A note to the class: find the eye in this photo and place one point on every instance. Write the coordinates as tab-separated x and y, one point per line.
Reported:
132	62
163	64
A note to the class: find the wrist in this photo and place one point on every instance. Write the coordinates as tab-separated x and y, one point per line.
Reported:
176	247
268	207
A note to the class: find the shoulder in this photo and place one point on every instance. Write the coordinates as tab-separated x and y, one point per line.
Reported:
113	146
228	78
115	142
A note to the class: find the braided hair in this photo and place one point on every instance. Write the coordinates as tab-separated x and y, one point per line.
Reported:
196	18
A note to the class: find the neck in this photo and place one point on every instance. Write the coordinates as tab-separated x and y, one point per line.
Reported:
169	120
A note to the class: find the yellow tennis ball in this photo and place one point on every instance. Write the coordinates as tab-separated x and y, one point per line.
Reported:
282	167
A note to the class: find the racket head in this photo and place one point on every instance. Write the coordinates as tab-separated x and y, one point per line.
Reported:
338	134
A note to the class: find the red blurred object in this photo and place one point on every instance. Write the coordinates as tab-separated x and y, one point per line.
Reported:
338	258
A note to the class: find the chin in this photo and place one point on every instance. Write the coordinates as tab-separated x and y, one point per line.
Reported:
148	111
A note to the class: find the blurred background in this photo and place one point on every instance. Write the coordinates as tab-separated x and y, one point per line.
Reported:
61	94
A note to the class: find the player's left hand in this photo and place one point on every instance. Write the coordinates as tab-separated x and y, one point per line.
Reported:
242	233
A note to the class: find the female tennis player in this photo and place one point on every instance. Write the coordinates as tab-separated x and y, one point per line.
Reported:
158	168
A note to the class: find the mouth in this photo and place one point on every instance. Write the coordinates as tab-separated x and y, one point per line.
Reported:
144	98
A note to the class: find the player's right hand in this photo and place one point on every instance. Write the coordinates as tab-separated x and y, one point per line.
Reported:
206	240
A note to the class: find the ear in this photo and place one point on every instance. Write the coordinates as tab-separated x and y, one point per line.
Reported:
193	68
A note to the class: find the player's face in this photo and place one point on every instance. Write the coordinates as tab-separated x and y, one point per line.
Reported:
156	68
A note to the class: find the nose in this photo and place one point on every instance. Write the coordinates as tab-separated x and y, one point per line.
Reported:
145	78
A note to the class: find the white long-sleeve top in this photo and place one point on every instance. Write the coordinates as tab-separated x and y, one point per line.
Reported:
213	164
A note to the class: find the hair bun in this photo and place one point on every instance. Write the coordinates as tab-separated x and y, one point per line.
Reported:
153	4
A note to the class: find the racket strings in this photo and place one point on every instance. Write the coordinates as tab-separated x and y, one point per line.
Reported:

* * *

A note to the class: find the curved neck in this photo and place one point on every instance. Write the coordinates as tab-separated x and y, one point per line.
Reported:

- _Requirement_: List every line of the material above that contains the word "hair", copying each line in full.

- _Written response_:
A note to the class: find the braided hair in this photo and place one point on every instance. Write the coordinates as tab-separated x and y, one point per line.
A note to the class: find the hair bun in this photo and place one point on every instance. Write the coordinates as tab-separated x and y, one point per line.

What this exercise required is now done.